Clara train federated learning - server launches correctly but client cannot connect

Hi all,

I’m trying to launch a federated training using Clara Train v4 but I cannot establish a server-client connection.

I generate the server and clients packages using the provision tool and the following project.yml file:

project.yml (2.3 KB)

I can launch the server correctly (as shown by the terminal output):

server.txt (441 Bytes)

However, when I try to launch the client and to connect it to the server, it fails:

client_error.txt (941 Bytes)

I launch the client’s and the server’s dockers with the following files:

client_docker.txt (753 Bytes)
server_docker.txt (583 Bytes)

Do you have any clues on could may be going wrong ?

Thanks in advance,

Gonzalo Quintana

Hi Gonzalo,

Welcome to the forums, and thanks for your interest in Clara Train!

In your project.yml file, you are using MyServer for the cn: in the server configuration section, but the client error message shows your client is trying to connect to lxbuc-ama16:8004.

DATASET EXTRACT:
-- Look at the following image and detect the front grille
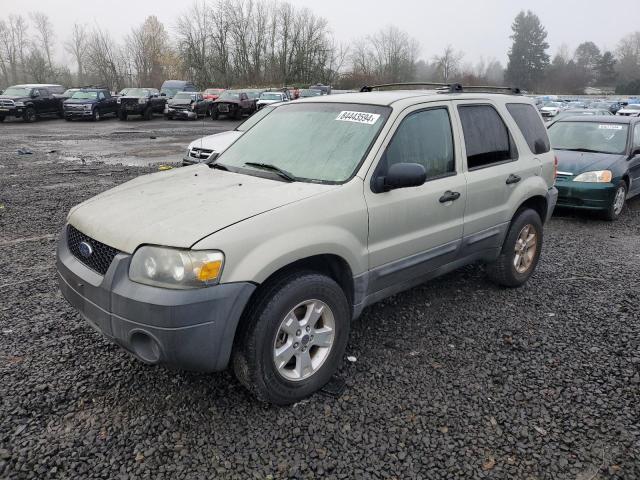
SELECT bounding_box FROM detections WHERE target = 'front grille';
[67,225,119,275]
[189,147,215,162]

WHAT IS EXPECTED:
List every attached file that the forum thread names.

THE RESULT:
project.yml, server.txt, client_error.txt, client_docker.txt, server_docker.txt